→ **TASK BRIEF**: Copy every line of the material below word for word.

→ **INPUT FOR THIS TASK**:
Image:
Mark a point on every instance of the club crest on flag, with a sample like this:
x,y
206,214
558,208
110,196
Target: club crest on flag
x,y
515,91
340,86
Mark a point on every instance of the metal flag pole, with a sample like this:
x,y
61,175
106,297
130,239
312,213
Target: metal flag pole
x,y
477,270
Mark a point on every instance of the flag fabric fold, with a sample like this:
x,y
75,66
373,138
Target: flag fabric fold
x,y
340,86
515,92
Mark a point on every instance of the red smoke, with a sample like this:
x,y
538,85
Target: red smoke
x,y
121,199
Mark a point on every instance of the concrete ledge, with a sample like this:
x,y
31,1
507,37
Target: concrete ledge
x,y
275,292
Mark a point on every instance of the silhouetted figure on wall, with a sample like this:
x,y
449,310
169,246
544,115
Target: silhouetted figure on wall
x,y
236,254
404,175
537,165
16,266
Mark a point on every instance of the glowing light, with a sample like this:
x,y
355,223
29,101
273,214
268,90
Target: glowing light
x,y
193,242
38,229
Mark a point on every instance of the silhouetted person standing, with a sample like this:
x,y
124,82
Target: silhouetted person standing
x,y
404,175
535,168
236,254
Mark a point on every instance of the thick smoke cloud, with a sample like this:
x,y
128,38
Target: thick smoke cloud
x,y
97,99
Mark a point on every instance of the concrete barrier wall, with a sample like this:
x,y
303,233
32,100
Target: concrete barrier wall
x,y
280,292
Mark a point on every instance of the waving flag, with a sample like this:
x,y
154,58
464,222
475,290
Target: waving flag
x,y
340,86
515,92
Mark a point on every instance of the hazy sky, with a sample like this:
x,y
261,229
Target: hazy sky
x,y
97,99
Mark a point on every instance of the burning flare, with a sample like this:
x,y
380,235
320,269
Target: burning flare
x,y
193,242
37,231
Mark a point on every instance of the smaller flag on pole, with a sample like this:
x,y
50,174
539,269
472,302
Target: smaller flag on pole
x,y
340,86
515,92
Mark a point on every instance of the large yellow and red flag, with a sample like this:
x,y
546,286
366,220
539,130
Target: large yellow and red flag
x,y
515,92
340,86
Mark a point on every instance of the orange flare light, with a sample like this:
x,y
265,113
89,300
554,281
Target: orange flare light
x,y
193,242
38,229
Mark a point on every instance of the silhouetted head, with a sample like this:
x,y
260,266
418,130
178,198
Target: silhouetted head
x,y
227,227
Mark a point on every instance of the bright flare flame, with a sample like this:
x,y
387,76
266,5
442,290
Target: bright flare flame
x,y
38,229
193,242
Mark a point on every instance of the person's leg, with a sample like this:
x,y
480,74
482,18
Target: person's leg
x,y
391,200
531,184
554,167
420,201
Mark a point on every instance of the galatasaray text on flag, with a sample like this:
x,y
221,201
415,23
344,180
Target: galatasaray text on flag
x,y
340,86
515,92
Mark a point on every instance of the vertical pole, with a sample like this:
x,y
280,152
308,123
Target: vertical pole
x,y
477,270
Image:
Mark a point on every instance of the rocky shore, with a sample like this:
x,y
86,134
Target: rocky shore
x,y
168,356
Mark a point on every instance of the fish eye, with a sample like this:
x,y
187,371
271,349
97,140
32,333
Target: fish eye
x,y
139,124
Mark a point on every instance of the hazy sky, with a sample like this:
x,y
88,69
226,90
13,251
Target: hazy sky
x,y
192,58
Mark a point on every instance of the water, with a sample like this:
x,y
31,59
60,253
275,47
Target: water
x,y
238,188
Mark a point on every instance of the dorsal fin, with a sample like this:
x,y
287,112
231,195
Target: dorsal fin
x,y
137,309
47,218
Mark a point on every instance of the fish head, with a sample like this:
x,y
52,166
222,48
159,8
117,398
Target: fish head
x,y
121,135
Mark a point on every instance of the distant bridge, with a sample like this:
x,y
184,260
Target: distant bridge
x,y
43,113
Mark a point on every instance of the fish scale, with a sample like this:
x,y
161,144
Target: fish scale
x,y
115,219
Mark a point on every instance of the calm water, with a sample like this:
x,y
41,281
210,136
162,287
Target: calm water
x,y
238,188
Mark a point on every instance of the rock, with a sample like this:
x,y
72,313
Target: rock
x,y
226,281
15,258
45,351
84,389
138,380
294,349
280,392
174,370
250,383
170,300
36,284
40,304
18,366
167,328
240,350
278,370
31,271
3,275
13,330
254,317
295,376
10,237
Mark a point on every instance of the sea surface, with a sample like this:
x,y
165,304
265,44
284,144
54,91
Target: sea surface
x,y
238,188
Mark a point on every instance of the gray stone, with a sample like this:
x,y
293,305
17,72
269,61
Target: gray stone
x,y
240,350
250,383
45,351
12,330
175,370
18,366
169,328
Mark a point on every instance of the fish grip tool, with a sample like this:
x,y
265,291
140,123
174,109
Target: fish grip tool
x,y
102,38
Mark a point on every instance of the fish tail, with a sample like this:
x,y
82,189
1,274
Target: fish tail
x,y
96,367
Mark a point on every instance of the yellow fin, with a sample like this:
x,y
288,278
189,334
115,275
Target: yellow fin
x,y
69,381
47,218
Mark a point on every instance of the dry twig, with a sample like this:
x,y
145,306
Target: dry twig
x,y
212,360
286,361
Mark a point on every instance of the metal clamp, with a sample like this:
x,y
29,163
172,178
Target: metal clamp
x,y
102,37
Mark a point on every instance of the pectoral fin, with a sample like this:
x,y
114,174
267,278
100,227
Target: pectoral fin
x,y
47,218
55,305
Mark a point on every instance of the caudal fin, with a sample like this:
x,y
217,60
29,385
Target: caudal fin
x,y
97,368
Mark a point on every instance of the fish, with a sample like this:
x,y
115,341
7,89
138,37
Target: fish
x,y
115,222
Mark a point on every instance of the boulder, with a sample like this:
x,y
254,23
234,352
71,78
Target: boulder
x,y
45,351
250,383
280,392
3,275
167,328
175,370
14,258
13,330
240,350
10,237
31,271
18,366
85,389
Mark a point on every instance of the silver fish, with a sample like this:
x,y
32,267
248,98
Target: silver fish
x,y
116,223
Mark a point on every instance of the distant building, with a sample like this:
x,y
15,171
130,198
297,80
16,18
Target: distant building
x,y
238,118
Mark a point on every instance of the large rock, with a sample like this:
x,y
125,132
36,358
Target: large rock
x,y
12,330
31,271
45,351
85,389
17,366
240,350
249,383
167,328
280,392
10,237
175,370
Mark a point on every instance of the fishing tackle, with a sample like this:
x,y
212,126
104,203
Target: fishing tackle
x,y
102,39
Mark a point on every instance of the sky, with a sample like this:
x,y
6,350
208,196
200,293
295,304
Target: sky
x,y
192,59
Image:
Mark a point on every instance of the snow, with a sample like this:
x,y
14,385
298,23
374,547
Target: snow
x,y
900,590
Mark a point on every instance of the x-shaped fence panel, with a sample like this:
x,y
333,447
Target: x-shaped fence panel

→ **RESPONSE TO THE TASK**:
Image:
Mark a point on every instance of the club crest on flag, with a sample like this:
x,y
206,214
558,208
110,196
Target: club crest on flag
x,y
515,91
340,86
Mark a point on every instance of the metal flag pole, with a sample like this:
x,y
61,175
106,297
130,239
312,213
Target: metal flag pole
x,y
477,270
Mark a point on every instance of the flag fabric fold, with a sample like this:
x,y
75,66
373,138
Target: flag fabric fold
x,y
340,86
515,92
Mark a point on every instance of the red smoke, with a sample like this:
x,y
538,85
Target: red smoke
x,y
121,199
Mark a point on every instance of the concrete ledge, with a sample like this:
x,y
31,1
507,37
Target: concrete ledge
x,y
275,292
Mark a point on every instance of the silhouetted figure on wall, with a sample like this:
x,y
449,310
169,246
544,115
Target: silhouetted figure on wall
x,y
236,254
404,175
537,165
16,266
Mark a point on every instance of the glowing light, with a sample like this:
x,y
355,223
29,101
273,214
268,90
Target: glowing light
x,y
193,242
38,229
Mark a point on every instance of the silhouetted person standing, with a sample like this:
x,y
124,82
Target: silhouetted person standing
x,y
404,175
535,168
236,254
Mark a point on every instance of the thick smoke cloud, with a sample like this:
x,y
128,38
Target: thick smoke cloud
x,y
97,99
Mark a point on every instance of the concrete barrier wall, with a sample like this:
x,y
303,233
32,100
Target: concrete barrier wall
x,y
280,292
Mark a point on every instance of the waving flag, with a sample like this:
x,y
154,58
464,222
475,290
Target: waving flag
x,y
340,86
515,92
Mark a point on every instance of the hazy sky, with a sample like this:
x,y
261,229
Target: hazy sky
x,y
97,99
Mark a point on every instance of the burning flare, with a sample like this:
x,y
380,235
320,269
Target: burning flare
x,y
193,242
37,231
Mark a point on every instance of the smaller flag on pole, with a sample like this:
x,y
50,174
539,269
472,302
Target: smaller flag on pole
x,y
340,86
515,92
Mark a point on every instance of the large yellow and red flag, with a sample like this:
x,y
546,286
366,220
539,130
Target: large yellow and red flag
x,y
515,92
340,86
Mark a point on every instance of the orange flare light, with a sample like this:
x,y
265,113
89,300
554,281
Target: orange flare light
x,y
193,242
38,229
Mark a point on every instance of the silhouetted head, with a sample like this:
x,y
260,266
418,130
178,198
Target: silhouetted head
x,y
227,227
Mark a point on every instance of the bright flare flame, with a sample like this:
x,y
387,76
266,5
442,290
Target: bright flare flame
x,y
38,229
193,242
Mark a point on every instance of the person's leg, with a sample like this:
x,y
480,74
482,18
Target: person's leg
x,y
391,200
531,184
554,167
420,201
Mark a point on every instance of the galatasaray text on flag, with a sample like this:
x,y
221,201
415,23
344,180
Target: galatasaray text on flag
x,y
340,86
515,92
Mark a point on every instance of the vertical pole, with a sample like this:
x,y
280,152
308,123
Target: vertical pole
x,y
477,270
Image:
Mark a point on every instance of the rocky shore, with a sample like this:
x,y
86,134
Target: rocky shore
x,y
168,356
Mark a point on every instance of the fish eye, with a sample like this:
x,y
187,371
271,349
97,140
32,333
Target: fish eye
x,y
139,124
Mark a point on every instance of the hazy sky, with a sample like this:
x,y
88,69
226,90
13,251
Target: hazy sky
x,y
192,58
Mark a point on every instance of the water, with a sample like this:
x,y
31,59
60,253
275,47
Target: water
x,y
238,188
Mark a point on every instance of the dorsal fin, with a sample like this:
x,y
287,112
231,195
Target: dorsal fin
x,y
137,309
47,218
Mark a point on every instance of the fish head, with a sample like this:
x,y
52,166
222,48
159,8
117,398
Target: fish head
x,y
121,135
Mark a point on every instance of the distant bridge, with a sample like this:
x,y
184,260
Target: distant bridge
x,y
43,113
Mark a point on every instance of the fish scale, with a sample like this:
x,y
161,144
Target: fish scale
x,y
115,219
Mark a point on every instance of the calm water, with a sample like this:
x,y
41,281
210,136
162,287
Target: calm water
x,y
238,188
Mark a point on every instance of the rock, with a sample like this:
x,y
72,313
Target: rock
x,y
226,281
15,258
45,351
84,389
138,380
294,349
280,392
174,370
250,383
170,300
36,284
40,304
18,366
167,328
240,350
278,370
31,271
3,275
13,330
254,317
295,376
10,237
Mark a point on every instance of the sea surface, with a sample like this:
x,y
165,304
265,44
284,144
54,91
Target: sea surface
x,y
238,188
Mark a point on every instance of the gray stone, with a sample like this:
x,y
293,305
17,72
269,61
Target: gray stone
x,y
240,350
250,383
45,351
12,330
175,370
18,366
169,328
Mark a point on every instance of the fish grip tool, with a sample like this:
x,y
265,291
140,123
174,109
Target: fish grip tool
x,y
102,38
Mark a point on every instance of the fish tail, with a sample like this:
x,y
82,189
1,274
Target: fish tail
x,y
96,367
Mark a point on every instance of the yellow fin, with a sample like this:
x,y
288,278
189,334
115,275
Target: yellow fin
x,y
69,381
47,218
Mark a point on every instance of the dry twig, with a sample like this:
x,y
145,306
Target: dry twig
x,y
212,360
286,361
Mark a point on every instance of the metal clamp, with a sample like this:
x,y
29,163
172,178
Target: metal clamp
x,y
102,37
Mark a point on every instance of the pectoral fin, with a sample like this:
x,y
114,174
267,278
100,227
Target: pectoral fin
x,y
47,218
55,305
Mark a point on every instance of the caudal fin, with a sample like this:
x,y
217,60
29,385
Target: caudal fin
x,y
97,368
Mark a point on every instance of the fish, with a sample like this:
x,y
115,341
7,89
138,37
Target: fish
x,y
115,222
Mark a point on every instance of the boulder, with a sample like this:
x,y
254,23
234,352
71,78
Target: boulder
x,y
45,351
250,383
280,392
3,275
167,328
175,370
14,258
13,330
240,350
10,237
31,271
18,366
85,389
Mark a point on every instance of the silver fish, with a sample like this:
x,y
32,267
248,98
Target: silver fish
x,y
116,223
Mark a point on every instance of the distant building, with a sample like this:
x,y
15,171
130,198
297,80
16,18
Target: distant building
x,y
238,118
Mark a point on every instance of the large rock, with a sample like this:
x,y
125,132
36,358
Target: large rock
x,y
12,330
31,271
45,351
85,389
17,366
240,350
249,383
167,328
280,392
10,237
175,370
Mark a point on every instance of the fishing tackle, with a sample like this:
x,y
212,126
104,203
Target: fishing tackle
x,y
102,39
Mark a point on every instance of the sky, with a sample like this:
x,y
6,350
208,196
200,293
295,304
Target: sky
x,y
192,59
Image:
Mark a point on every instance of the snow, with a sample like this:
x,y
14,385
298,23
374,547
Target: snow
x,y
900,590
Mark a point on every instance of the x-shaped fence panel, with a sample like this:
x,y
333,447
Target: x-shaped fence panel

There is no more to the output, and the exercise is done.